Rows from a pointing dataset ▸
## start

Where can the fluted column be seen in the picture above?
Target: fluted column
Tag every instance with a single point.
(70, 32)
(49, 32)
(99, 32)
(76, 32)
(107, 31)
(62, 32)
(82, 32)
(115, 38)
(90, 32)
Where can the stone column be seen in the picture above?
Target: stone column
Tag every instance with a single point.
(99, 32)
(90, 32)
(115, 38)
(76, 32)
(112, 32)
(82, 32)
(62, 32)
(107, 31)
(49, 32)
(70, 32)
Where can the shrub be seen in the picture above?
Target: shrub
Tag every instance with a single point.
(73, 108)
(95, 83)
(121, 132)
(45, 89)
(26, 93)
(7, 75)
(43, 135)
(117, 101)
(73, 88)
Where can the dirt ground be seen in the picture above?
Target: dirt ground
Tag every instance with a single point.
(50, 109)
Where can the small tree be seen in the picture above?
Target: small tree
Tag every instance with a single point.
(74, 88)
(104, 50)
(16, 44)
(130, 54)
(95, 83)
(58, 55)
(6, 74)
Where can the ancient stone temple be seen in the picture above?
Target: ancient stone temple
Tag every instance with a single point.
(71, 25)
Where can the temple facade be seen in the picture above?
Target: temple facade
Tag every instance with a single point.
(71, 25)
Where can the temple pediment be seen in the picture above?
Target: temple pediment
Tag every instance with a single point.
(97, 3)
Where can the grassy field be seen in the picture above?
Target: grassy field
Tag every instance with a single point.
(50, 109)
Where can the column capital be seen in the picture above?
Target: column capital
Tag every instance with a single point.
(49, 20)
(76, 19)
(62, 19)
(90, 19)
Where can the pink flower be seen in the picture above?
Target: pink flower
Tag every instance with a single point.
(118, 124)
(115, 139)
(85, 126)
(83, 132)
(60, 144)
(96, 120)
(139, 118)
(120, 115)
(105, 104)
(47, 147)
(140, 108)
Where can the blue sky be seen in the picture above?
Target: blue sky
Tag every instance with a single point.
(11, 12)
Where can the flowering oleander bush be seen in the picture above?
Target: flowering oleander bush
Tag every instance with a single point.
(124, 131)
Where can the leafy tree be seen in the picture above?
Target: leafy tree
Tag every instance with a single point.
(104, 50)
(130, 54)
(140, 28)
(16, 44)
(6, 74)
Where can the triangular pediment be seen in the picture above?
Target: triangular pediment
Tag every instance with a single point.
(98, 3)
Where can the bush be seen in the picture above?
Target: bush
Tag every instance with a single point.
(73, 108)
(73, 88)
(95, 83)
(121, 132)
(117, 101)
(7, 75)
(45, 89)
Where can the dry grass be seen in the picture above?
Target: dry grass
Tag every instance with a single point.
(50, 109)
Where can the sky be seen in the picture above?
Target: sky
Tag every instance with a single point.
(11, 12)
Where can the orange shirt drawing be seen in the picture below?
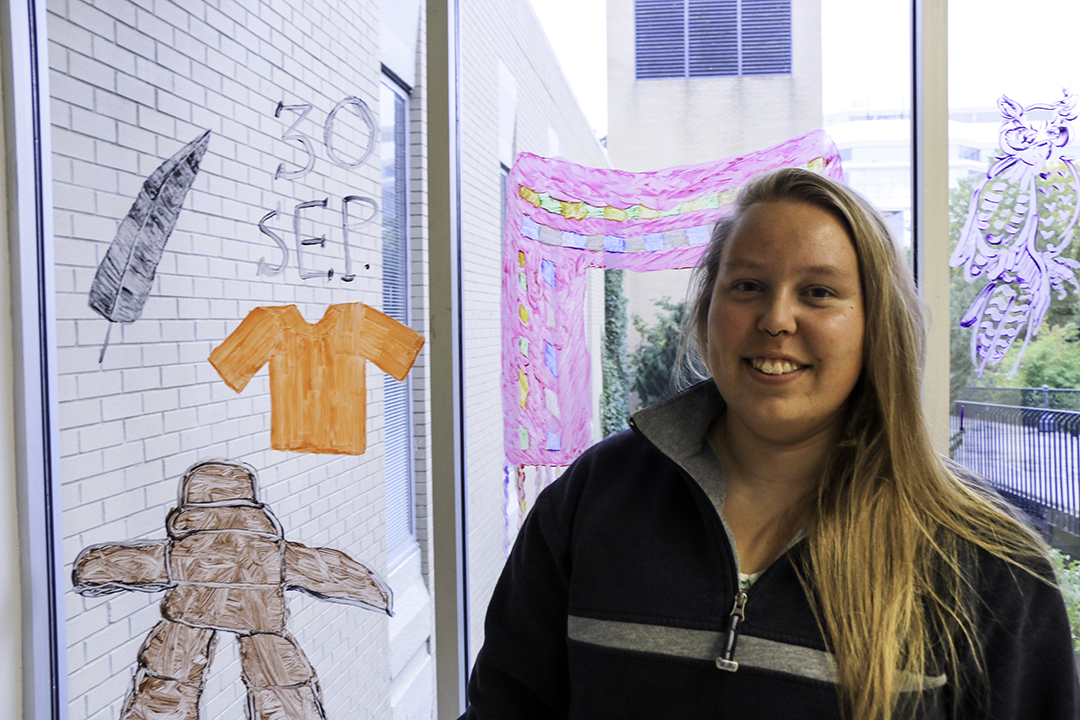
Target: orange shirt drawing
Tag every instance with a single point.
(318, 399)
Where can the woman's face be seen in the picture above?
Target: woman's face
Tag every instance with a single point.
(785, 324)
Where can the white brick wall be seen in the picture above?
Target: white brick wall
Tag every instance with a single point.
(132, 82)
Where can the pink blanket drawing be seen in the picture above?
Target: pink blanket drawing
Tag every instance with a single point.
(564, 218)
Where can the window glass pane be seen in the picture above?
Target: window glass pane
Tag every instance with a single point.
(660, 31)
(713, 38)
(397, 416)
(1015, 303)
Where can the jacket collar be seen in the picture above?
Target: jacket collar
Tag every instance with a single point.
(678, 428)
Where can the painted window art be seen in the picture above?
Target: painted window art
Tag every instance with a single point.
(225, 567)
(565, 218)
(1021, 219)
(318, 382)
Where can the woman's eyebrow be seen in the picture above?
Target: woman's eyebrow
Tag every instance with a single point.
(752, 266)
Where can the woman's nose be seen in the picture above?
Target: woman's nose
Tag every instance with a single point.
(778, 316)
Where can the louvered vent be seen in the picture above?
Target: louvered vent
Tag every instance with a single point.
(767, 37)
(711, 38)
(660, 38)
(714, 38)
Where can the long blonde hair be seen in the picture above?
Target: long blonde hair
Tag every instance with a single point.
(885, 568)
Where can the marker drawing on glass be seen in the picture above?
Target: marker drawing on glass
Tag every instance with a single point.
(125, 274)
(1020, 220)
(318, 378)
(225, 567)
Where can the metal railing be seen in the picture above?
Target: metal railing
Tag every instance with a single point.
(1053, 398)
(1031, 456)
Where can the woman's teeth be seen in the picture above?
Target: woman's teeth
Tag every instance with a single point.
(773, 367)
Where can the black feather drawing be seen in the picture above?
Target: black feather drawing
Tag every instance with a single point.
(125, 274)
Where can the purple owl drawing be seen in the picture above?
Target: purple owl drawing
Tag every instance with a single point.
(1020, 220)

## end

TASK INSTRUCTIONS ▸ Format all of the rows above as a numbered list, one line per item, without any blank lines. Leave the pictures out of your answer.

REPLY ▸
1. Where can the fluted column be seen in the picture above?
2. Target: fluted column
3. Tag every instance with a single point.
4. (70, 32)
5. (49, 32)
6. (99, 32)
7. (76, 32)
8. (107, 31)
9. (62, 32)
10. (82, 32)
11. (115, 38)
12. (90, 32)
13. Where can the stone column be seen in the picture above?
14. Target: stone column
15. Tag every instance with a single point.
16. (99, 32)
17. (90, 32)
18. (115, 38)
19. (76, 32)
20. (112, 32)
21. (82, 32)
22. (62, 32)
23. (107, 31)
24. (49, 32)
25. (70, 32)
26. Where can the shrub be seen in the picture above?
27. Target: shrub
28. Tag every instance with a single point.
29. (73, 108)
30. (95, 83)
31. (121, 132)
32. (45, 89)
33. (26, 93)
34. (7, 75)
35. (43, 135)
36. (117, 101)
37. (73, 88)
38. Where can the dirt ground be seen in the picture above?
39. Target: dirt ground
40. Tag every instance with a single point.
41. (50, 109)
42. Where can the small tree be seen in the picture above?
43. Target: small tree
44. Tag every instance with a single point.
45. (74, 88)
46. (104, 50)
47. (16, 44)
48. (130, 54)
49. (95, 83)
50. (58, 55)
51. (6, 74)
52. Where can the ancient stone temple be seen in the picture above?
53. Target: ancient stone temple
54. Tag every instance with a single point.
55. (71, 25)
56. Where can the temple facade be seen in the picture above?
57. Target: temple facade
58. Tag every instance with a single point.
59. (71, 25)
60. Where can the temple pediment be seen in the picture above?
61. Target: temple pediment
62. Tag every instance with a single point.
63. (97, 3)
64. Where can the grassy field be seen in the picture above?
65. Target: grassy field
66. Tag every instance with a single point.
67. (50, 109)
68. Where can the column capital be seen in the picture above?
69. Target: column capital
70. Tag every instance with a single point.
71. (49, 20)
72. (76, 19)
73. (62, 19)
74. (90, 19)
75. Where can the pink flower be seen in the picture above?
76. Target: pink flower
77. Tag every instance with a single point.
78. (118, 124)
79. (115, 139)
80. (85, 126)
81. (83, 132)
82. (60, 144)
83. (96, 120)
84. (139, 118)
85. (120, 115)
86. (105, 104)
87. (47, 147)
88. (140, 108)
89. Where can the blue sky be seen in the picture above?
90. Target: blue sky
91. Tag every instance with a single point.
92. (11, 12)
93. Where can the flowering oleander bush be seen in the picture above?
94. Target: flowering oleander bush
95. Tag every instance with a single point.
96. (124, 131)
97. Where can the leafy tree be seen in the picture above?
98. Target: leafy tree
99. Tag every instance with a single point.
100. (104, 50)
101. (130, 54)
102. (140, 28)
103. (16, 44)
104. (6, 74)
105. Where can the triangular pediment be seen in the picture above?
106. Target: triangular pediment
107. Tag every instance with a single point.
108. (98, 3)
109. Where can the bush be seen in the picture above?
110. Target: bush
111. Tag every instance with a single point.
112. (73, 108)
113. (73, 88)
114. (95, 83)
115. (121, 132)
116. (117, 101)
117. (7, 75)
118. (45, 89)
119. Where can the dry grass be seen in the picture above?
120. Target: dry grass
121. Tag every instance with a single point.
122. (50, 109)
123. Where can the sky be seen in the picture above?
124. Target: sky
125. Tag every instance with a single point.
126. (11, 12)
127. Where can the orange shirt drawing be seen in the picture below?
128. Target: orange shirt drawing
129. Tag every instance with a single point.
130. (318, 399)
131. Where can the woman's face be seen in the picture above?
132. Target: woman's face
133. Tag every instance with a single point.
134. (785, 324)
135. Where can the white brick wall be seen in the picture above?
136. Target: white brick wall
137. Tag every instance with a single point.
138. (132, 82)
139. Where can the pink blanket drawing be seen in the picture above?
140. Target: pink blanket drawing
141. Tag every instance with a single point.
142. (564, 218)
143. Where can the window glass pane be seen in the picture above?
144. Target: window glass pane
145. Tag every instance with a single point.
146. (660, 31)
147. (713, 38)
148. (397, 416)
149. (1015, 303)
150. Where can the jacket collar be seen in the picture above?
151. Target: jacket collar
152. Tag every instance with a single point.
153. (678, 428)
154. Where can the painted window art be seen in the picture above?
155. Target: painted window art
156. Tag every instance with a single point.
157. (225, 567)
158. (565, 218)
159. (1021, 219)
160. (318, 382)
161. Where can the woman's eyebrow be seen in the picture above?
162. Target: woman's eyebrow
163. Tag every instance with a single point.
164. (752, 266)
165. Where can the woman's nose be seen in the picture above?
166. Target: woman's nose
167. Tag every instance with a single point.
168. (778, 316)
169. Where can the louvered vent be seen in the picture above?
170. Target: louvered vent
171. Tag every instance with a single point.
172. (767, 37)
173. (711, 38)
174. (660, 38)
175. (714, 38)
176. Where can the long blonde hair be seen in the picture above?
177. Target: long blonde hair
178. Tag every instance with a single point.
179. (885, 568)
180. Where can the marker drawing on glass be seen in the picture above?
181. Target: marker drawing on glass
182. Tag every instance with a single point.
183. (125, 274)
184. (1020, 220)
185. (318, 378)
186. (225, 567)
187. Where can the metal railing be seen in the picture above?
188. Target: metal railing
189. Tag every instance with a single point.
190. (1053, 398)
191. (1031, 456)
192. Where can the woman's teeth be seen in the picture above?
193. Target: woman's teeth
194. Tag every instance with a single point.
195. (773, 367)
196. Where can the black feather drawing be seen in the picture above?
197. Target: black feather drawing
198. Tag every instance with a single point.
199. (125, 274)
200. Where can the purple owl drawing be seen in the picture above?
201. Target: purple owl drawing
202. Tag every instance with a single point.
203. (1020, 220)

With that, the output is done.